Exactly as they appear below, repeat the lines from the one with "Place a dot on every instance of the white beach" through the one with "Place a dot on every instance of the person standing on", and no others.

[Records drawn from a dataset]
[Start of section]

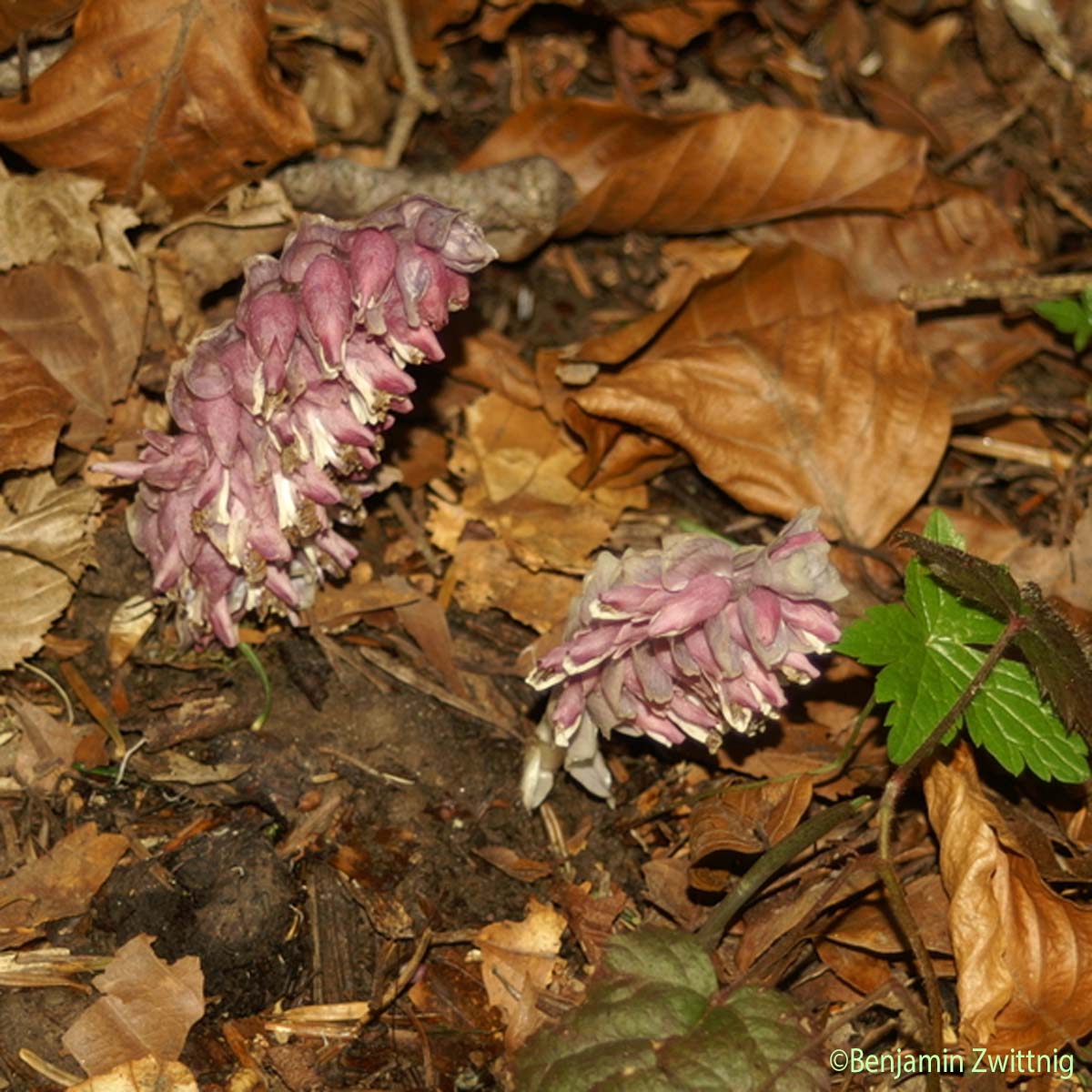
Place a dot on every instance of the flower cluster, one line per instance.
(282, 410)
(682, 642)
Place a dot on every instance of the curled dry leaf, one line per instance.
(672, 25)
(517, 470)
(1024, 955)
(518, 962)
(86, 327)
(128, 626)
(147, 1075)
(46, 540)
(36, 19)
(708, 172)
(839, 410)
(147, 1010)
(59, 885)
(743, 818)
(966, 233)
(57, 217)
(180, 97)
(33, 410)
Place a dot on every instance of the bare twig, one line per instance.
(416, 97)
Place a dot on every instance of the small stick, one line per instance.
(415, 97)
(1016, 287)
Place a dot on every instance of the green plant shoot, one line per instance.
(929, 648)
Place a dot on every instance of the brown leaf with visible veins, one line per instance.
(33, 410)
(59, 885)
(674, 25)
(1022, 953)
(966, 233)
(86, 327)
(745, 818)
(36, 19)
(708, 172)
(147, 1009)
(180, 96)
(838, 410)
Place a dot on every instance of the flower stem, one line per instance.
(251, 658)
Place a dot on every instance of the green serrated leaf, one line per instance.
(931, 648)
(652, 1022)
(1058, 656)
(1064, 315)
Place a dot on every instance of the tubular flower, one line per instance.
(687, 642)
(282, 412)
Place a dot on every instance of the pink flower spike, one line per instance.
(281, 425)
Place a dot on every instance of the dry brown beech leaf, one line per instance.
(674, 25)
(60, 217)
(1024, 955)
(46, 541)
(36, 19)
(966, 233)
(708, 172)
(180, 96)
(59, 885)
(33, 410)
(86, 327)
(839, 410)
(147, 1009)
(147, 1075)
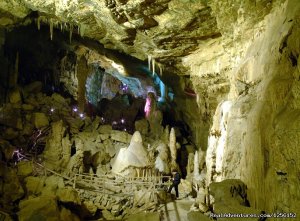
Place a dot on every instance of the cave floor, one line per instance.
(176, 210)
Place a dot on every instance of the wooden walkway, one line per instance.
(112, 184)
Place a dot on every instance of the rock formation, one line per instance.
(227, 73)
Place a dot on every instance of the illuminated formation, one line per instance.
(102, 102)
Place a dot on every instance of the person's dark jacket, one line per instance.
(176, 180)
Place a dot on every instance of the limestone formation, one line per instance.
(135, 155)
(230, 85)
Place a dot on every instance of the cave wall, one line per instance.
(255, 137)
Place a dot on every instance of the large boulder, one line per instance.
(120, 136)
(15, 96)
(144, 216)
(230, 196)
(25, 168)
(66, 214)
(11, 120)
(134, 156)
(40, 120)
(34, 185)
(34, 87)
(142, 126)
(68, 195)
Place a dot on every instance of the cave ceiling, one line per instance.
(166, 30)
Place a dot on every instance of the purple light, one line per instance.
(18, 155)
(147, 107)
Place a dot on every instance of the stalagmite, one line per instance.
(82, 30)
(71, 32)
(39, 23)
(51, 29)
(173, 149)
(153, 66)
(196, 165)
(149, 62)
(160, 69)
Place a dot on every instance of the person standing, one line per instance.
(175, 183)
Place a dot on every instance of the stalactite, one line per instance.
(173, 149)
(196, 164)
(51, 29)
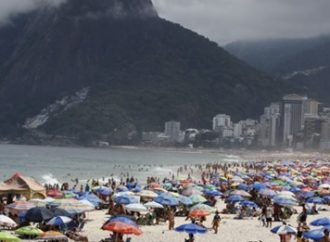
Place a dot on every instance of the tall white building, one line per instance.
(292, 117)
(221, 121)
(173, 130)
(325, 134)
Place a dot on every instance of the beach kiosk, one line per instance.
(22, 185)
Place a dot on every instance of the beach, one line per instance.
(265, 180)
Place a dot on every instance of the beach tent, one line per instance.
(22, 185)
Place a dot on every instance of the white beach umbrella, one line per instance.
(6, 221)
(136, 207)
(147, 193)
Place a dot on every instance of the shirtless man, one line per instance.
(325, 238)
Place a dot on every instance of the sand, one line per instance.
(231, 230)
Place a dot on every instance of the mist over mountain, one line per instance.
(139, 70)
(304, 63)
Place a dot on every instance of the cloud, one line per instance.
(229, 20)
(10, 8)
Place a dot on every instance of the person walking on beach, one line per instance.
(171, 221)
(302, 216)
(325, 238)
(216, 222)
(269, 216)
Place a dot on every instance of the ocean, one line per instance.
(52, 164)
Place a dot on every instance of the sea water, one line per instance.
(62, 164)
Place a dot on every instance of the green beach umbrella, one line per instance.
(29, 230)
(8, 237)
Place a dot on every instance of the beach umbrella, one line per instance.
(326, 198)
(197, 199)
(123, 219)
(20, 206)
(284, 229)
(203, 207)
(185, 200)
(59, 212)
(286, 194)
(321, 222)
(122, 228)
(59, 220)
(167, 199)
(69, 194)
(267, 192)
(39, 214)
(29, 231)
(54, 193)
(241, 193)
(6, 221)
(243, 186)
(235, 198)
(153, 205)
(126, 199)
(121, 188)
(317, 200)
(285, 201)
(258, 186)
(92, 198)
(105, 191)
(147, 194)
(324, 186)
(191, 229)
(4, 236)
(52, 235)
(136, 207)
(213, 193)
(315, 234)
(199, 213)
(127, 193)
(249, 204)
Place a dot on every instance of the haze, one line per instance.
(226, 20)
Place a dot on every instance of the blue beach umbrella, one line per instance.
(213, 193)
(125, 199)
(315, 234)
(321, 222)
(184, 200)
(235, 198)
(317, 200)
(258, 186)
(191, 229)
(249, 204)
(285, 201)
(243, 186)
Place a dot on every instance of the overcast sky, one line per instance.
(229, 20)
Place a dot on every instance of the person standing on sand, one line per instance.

[End of section]
[Start of section]

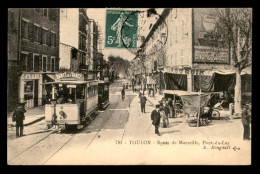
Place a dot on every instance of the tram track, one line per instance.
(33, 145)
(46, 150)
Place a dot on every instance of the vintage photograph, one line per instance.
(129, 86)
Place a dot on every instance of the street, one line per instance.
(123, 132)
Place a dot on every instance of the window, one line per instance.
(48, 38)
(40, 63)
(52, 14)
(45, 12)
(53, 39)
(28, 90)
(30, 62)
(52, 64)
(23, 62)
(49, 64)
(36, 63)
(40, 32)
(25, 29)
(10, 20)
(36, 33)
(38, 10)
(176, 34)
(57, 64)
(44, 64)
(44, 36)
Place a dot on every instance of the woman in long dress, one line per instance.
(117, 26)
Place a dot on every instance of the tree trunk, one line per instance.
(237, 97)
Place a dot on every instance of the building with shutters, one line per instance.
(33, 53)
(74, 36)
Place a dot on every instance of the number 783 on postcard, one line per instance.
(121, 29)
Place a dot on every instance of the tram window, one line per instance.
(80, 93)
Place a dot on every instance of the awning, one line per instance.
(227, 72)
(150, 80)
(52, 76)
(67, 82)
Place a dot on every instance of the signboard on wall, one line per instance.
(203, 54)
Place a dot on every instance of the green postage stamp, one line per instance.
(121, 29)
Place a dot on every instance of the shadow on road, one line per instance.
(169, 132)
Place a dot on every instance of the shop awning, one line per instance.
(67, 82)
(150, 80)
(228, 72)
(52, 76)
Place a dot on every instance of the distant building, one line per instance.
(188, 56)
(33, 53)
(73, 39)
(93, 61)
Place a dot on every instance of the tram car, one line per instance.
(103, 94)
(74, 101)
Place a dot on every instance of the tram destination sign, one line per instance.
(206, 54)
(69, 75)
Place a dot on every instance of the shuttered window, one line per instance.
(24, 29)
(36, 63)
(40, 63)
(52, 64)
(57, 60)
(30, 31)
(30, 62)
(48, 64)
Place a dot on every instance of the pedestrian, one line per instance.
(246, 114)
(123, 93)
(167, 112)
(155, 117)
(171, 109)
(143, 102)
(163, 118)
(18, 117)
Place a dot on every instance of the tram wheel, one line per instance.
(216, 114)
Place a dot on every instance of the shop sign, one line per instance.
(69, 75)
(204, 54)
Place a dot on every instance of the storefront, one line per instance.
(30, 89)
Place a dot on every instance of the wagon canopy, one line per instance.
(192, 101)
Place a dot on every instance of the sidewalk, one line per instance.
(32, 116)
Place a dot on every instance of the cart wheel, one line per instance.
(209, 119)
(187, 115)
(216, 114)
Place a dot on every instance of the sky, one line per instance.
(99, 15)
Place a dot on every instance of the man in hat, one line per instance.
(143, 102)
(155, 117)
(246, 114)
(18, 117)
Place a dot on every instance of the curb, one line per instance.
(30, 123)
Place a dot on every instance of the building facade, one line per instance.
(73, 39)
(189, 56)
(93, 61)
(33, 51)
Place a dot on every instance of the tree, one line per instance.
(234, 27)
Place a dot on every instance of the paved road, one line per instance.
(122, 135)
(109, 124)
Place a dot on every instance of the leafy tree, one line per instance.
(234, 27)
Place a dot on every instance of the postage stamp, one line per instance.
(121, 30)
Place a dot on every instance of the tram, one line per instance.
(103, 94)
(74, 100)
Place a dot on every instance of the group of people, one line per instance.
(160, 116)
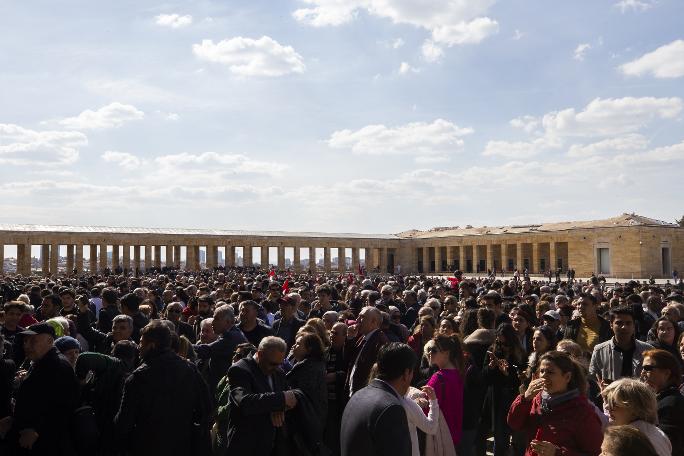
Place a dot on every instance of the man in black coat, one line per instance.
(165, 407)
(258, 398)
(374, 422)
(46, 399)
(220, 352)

[End of section]
[Start of section]

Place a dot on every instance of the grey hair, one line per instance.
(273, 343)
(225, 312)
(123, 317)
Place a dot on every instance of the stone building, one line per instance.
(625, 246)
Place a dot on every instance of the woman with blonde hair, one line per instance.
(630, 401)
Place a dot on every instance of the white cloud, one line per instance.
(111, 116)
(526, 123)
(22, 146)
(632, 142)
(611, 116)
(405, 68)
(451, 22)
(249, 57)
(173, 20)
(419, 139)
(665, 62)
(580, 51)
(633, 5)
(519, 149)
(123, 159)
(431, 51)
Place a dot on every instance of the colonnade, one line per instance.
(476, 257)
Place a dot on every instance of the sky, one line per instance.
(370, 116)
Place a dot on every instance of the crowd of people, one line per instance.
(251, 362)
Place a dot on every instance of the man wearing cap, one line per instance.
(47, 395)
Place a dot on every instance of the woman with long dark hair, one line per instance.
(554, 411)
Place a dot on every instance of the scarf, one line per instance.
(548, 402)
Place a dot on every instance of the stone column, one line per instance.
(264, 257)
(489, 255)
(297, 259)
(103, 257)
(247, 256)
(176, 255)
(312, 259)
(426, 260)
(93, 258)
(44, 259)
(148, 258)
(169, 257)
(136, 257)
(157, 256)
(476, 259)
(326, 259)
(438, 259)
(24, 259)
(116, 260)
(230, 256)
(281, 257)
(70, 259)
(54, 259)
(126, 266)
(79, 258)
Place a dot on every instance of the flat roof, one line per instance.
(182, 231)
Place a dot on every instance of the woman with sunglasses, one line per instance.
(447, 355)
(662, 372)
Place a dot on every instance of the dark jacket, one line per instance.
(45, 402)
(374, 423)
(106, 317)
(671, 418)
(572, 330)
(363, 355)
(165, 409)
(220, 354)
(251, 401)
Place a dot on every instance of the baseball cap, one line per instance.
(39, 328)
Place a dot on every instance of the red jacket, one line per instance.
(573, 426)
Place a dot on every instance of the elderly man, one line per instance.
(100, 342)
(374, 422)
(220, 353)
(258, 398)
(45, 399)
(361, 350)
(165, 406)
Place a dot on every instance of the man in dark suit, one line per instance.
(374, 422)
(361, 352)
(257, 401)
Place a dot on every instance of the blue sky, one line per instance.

[End of section]

◆ Response area:
Place a dot on every instance of the white beach umbrella, one line per instance.
(6, 221)
(136, 207)
(147, 193)
Place a dot on every instance of the shirtless man, one line per instance.
(325, 238)
Place a dot on every instance of the sand, one line per instance.
(231, 230)
Place a dot on every instance of the mist over mountain, one line per instance.
(139, 70)
(304, 63)
Place a dot on every instance of the cloud, one line per instance.
(229, 20)
(10, 8)
Place a dot on every instance of the person walking on beach, one line per instance.
(171, 221)
(302, 216)
(325, 238)
(216, 222)
(269, 216)
Place a dot on every instance of the ocean, one line per instance.
(52, 164)
Place a dot on every instance of the sea water, one line per instance.
(62, 164)
Place a dot on every instance of the green beach umbrella, one line per instance.
(29, 230)
(8, 237)
Place a dot on every instance of the beach umbrella, one line per instance.
(326, 198)
(197, 199)
(123, 219)
(20, 206)
(284, 229)
(203, 207)
(185, 200)
(59, 212)
(286, 194)
(321, 222)
(122, 228)
(59, 220)
(167, 199)
(69, 194)
(267, 192)
(39, 214)
(29, 231)
(54, 193)
(241, 193)
(6, 221)
(243, 186)
(235, 198)
(153, 205)
(126, 199)
(121, 188)
(317, 200)
(285, 201)
(258, 186)
(92, 198)
(105, 191)
(147, 194)
(324, 186)
(191, 229)
(4, 236)
(52, 235)
(136, 207)
(213, 193)
(315, 234)
(199, 213)
(127, 193)
(249, 204)
Place a dot on every instance of the haze, one line per instance.
(226, 20)
Place a dot on every instance of the blue beach umbrella, one line per instance.
(213, 193)
(125, 199)
(315, 234)
(321, 222)
(184, 200)
(235, 198)
(317, 200)
(258, 186)
(191, 229)
(249, 204)
(285, 201)
(243, 186)
Place a dot on every instance of the overcast sky, one line per instance.
(229, 20)
Place a dot on every instance of the person standing on sand, one line per instance.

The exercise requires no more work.